◆ **Texto de leitura**
-- -- --

25.4.12

 

25 de Abril : Saudação Amarga


Sendo hoje, 25 de Abril de 2012, um dia de festejo oficial, venho aqui lavrar um pequeno depoimento sobre o espírito do momento, vivido 38 anos depois do que parecia o início de uma nova era : de paz, de liberdade e de prosperidade: económica, cultural e social.
Será um depoimento breve, porque as palavras estão gastas e de tanto uso impróprio perderam sentido.
Considero que o essencial, sobre este tema da revolução do 25 de Abril, já foi dito e redito. Proliferam histórias da carochinha, carregando de tintas negras o regime anterior, em contraste com as maravilhas que a revolução trouxe aos portugueses.
O regime derrubado nessa data, longe de ser um bom regime, desde logo não democrático, deve, no entanto, ser avaliado no contexto histórico em que surgiu, se desenvolveu, entrou em estagnação e depois em declínio.
Teve méritos iniciais indesmentíveis, pelo menos, até à 2.ª Guerra Mundial, a de 1939-45, ficando depois dela desenquadrado do ambiente político internacional. A sua sobrevivência nos cerca de 30 anos seguintes é motivo de espanto, só explicável pela fraqueza das alternativas oposicionistas, aliada à cobertura das Forças Armadas.
Pouco interessa hoje especular porque falhou o antigo regime. Já não tem motivação política, mas apenas histórica. Interessará muito mais analisar o fracasso do actual regime, esse cadáver adiado, que já não entusiasma ninguém, excepto a corte que dele vive e a quem ele generosamente alimenta.
Nesta corte se incluem os que alternadamente ocupam o Poder e vão mudando de papéis, como os actores profissionais fazem no Teatro, uns com maior, outros com menor brilho.
O balanço que a Nação pode realizar destes quase 40 anos transcorridos é arrepiante : na Economia, com taxas de crescimento modestíssimas, nos últimos anos em regressão, na Indústria, diminuída, na Agricultura, definhante, nas Pescas, idem e está traçada, nestes pilares, o fundamento da nossa actual situação material, como País.

No aspecto educativo, o balanço é pior ainda : sucessões de gerações mal preparadas, técnica e culturalmente, saindo das Escolas, primárias, médias e superiores, grandemente ignorantes, não só do País em que vivem, como do Mundo em que terão de sobreviver.
Pouco destes dois universos conhecem, para além do que os filmes, as músicas e a internet lhes vão mostrando, a maior parte, não estando em condição intelectual de compreender o que eles lhe oferecem.
Tudo absorvem acriticamente, em pura atitude consumista, esmagados pela avassaladora produção mundial de lixo mediático que lhes é servido sob a designação de cultura.
Um País que precisa de se erguer do lamaçal em que se acha precisaria de gente com outra preparação intelectual.

-- -- --

◆ **Enunciado**
Pode reescrever o trecho do texto sobre o 25 de Abril começando em "Nesta corte se" e seguindo até "com menor brilho.", substituindo "Teatro" por "Cinema"?

◆ **Listagem de registos**
-- -- --

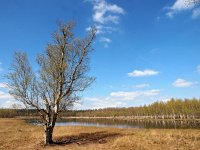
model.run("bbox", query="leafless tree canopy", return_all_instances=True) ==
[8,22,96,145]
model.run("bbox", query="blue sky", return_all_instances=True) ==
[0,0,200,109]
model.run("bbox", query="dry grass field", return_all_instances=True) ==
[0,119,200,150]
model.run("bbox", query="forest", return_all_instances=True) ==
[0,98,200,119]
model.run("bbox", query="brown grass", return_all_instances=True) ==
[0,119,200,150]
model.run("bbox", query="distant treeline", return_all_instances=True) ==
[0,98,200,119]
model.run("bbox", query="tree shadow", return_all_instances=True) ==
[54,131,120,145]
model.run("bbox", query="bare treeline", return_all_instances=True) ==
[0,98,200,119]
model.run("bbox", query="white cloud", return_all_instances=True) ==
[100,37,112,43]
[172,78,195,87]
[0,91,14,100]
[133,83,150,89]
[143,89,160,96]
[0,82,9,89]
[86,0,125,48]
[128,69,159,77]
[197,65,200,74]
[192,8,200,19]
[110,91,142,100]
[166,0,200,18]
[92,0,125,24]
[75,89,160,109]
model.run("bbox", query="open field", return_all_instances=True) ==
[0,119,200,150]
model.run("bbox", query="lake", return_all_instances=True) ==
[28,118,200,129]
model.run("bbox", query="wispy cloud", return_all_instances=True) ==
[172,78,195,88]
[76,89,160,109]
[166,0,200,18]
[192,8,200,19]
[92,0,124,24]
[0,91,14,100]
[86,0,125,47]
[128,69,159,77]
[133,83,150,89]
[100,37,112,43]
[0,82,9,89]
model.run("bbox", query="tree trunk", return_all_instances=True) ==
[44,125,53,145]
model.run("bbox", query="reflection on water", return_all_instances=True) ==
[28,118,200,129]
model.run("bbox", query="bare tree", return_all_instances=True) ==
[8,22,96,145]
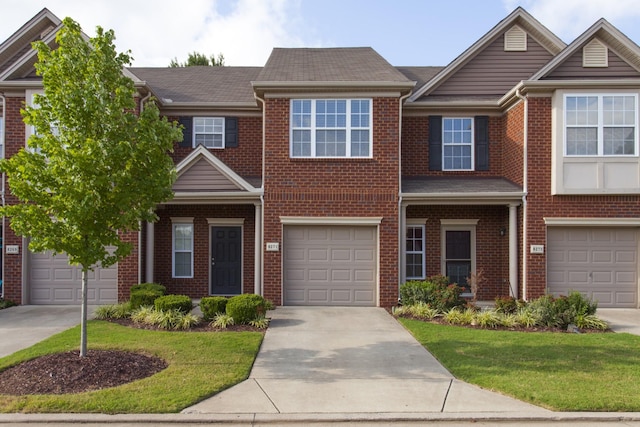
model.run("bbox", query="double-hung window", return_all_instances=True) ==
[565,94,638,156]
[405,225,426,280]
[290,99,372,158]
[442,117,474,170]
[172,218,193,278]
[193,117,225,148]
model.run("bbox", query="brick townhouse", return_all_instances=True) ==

-- -- --

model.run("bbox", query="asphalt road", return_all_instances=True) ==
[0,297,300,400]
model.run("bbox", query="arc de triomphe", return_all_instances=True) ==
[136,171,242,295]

-- -- --

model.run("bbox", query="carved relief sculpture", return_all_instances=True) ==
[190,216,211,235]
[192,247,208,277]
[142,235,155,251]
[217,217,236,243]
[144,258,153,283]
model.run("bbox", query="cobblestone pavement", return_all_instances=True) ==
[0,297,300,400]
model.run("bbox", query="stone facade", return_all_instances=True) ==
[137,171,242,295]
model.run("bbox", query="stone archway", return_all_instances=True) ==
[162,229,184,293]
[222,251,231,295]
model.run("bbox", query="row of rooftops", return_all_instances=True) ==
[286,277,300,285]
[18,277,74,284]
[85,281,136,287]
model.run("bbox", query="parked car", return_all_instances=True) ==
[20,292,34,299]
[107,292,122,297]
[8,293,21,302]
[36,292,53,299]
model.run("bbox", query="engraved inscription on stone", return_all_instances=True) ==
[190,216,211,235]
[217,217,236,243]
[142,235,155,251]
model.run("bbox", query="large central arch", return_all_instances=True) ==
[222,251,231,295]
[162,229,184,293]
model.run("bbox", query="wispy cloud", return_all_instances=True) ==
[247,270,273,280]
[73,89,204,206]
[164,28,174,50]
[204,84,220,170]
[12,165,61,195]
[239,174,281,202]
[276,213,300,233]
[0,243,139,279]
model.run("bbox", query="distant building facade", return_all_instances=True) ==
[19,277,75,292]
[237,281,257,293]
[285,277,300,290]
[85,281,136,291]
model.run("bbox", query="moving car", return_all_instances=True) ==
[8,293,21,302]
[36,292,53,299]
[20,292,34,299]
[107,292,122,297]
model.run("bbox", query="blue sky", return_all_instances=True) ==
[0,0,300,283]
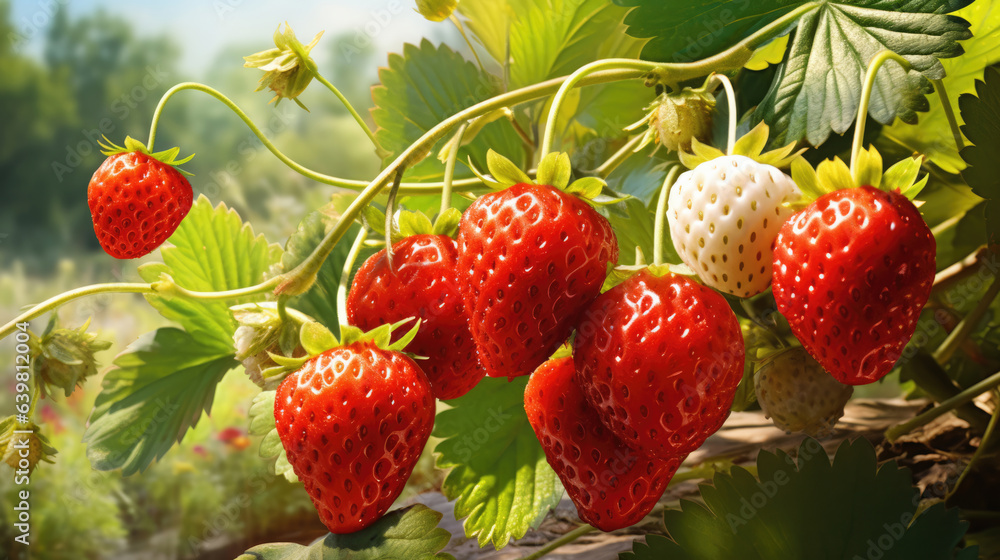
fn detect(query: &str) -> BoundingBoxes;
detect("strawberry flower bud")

-- -- --

◆ **Resposta do exercício**
Nesta corte se incluem os que alternadamente ocupam o Poder e vão mudando de papéis, como os actores profissionais fazem no Cinema, uns com maior, outros com menor brilho.